## Records for the exercise
— Begin —

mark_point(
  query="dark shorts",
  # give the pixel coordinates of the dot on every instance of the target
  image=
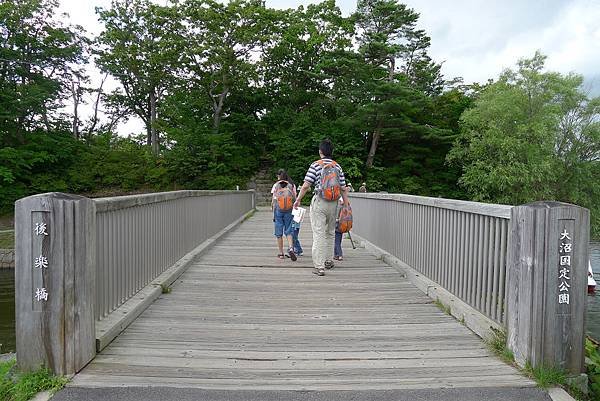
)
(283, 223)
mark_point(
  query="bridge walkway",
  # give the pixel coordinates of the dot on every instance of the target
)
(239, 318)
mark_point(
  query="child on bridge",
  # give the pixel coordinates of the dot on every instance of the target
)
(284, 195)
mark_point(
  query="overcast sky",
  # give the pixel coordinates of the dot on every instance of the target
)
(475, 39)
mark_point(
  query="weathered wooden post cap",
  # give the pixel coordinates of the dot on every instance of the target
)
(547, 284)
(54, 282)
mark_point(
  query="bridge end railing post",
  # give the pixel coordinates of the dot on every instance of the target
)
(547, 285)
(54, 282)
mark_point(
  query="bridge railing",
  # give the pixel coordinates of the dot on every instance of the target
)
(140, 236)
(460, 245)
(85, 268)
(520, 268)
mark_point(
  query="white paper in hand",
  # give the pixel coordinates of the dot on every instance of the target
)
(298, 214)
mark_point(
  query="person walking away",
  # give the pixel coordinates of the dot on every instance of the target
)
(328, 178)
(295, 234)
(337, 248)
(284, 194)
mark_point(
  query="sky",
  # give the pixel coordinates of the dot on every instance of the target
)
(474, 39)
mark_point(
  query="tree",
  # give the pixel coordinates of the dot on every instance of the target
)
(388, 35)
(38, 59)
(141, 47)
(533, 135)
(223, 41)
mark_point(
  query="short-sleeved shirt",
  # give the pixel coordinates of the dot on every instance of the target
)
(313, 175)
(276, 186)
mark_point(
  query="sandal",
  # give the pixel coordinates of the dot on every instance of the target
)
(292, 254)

— End —
— Begin —

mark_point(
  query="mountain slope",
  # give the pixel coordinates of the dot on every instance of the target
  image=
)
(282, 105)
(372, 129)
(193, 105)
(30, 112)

— End —

## Your task
Find each line in the material above that contains the string "railing" with the same capitalization, and copy those lines out.

## Task output
  query="bridge end railing post",
  query="bridge railing",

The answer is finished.